— Passage provided —
+++

How to extract data from json files in bash/shell

Json is everywhere these days and perhaps like me, you may find yourself writing some shell scripts and needing to pull some value out of some json file you have.

Jq is a command line utility that makes this straifghtforward, it's a popular solution that's supported on pretty much every unix platform and comes prepackaged on some OSs (not on OSX unfortunately, but installing it is trivial with homebrew: brew install jq).

Of course there are other ways to pull data out of json in shell - you could use sed or awk but most of these solutions tend to be a little on the ugly side because those tools are not really tailored specifically for json.

To give you a taste of jq let's write a shell script that grabs the top 10 hacker news stories and displays the title, author and url.

TOP_10_STORIES=$(curl -s https://hacker-news.firebaseio.com/v0/topstories.json | jq -r '.[0:10] | .[]')
for i in $TOP_10_STORIES
do
STORY=$(curl -s https://hacker-news.firebaseio.com/v0/item/$i.json)
echo "Title: $(echo $STORY | jq -r .title)"
echo "User: $(echo $STORY | jq -r .by)"
echo "User: $(echo $STORY | jq -r .url)"
echo "------------"
done

That's it! Pretty short huh - Ok let's break this down.

We start by curling the hacker news topstories endpoint which returns a json array of story ids which looks something like this:

[
19801708,
19805306,
19806188,
19810163,
19803783,
19802914
// ...
]

First we hand this blob of json of to jq, by piping | it to our jq command, which in turn looks like this: jq -r '.[0:10] | .[].

  • -r is a flag which tells jq to strip quotation marks and give us the raw value.

  • .[0:10] is a range filter which slices the array giving us the first 10 elements. The result of which looks like this:

[
19801708,
19805306,
19806188,
19810163,
19803783,
19802914,
19810901,
19804922,
19785500,
19802137
]

The problem is jq does not stripped out the square brackets, so if we want to iterate over this we will end up looping over the brackets as well. To "unwrap" the values we must pipe the output of the range filter to another filter - .[] - which will unwrap the values for us.

We can then safely iterate over each id:

TOP_10_STORIES=$(curl -s https://hacker-news.firebaseio.com/v0/topstories.json | jq -r '.[0:10] | .[]')

+++

— Data segment —

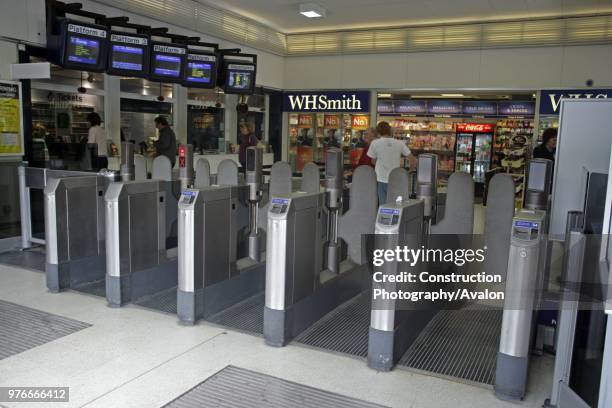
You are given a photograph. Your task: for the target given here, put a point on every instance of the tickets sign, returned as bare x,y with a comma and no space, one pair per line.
474,127
11,120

+++

— What you should do —
Reproduce the jq tutorial verbatim from "First we hand" to "the raw value.". The material comes from a different source than the jq tutorial.

— Task solution —
First we hand this blob of json of to jq, by piping | it to our jq command, which in turn looks like this: jq -r '.[0:10] | .[].

  • -r is a flag which tells jq to strip quotation marks and give us the raw value.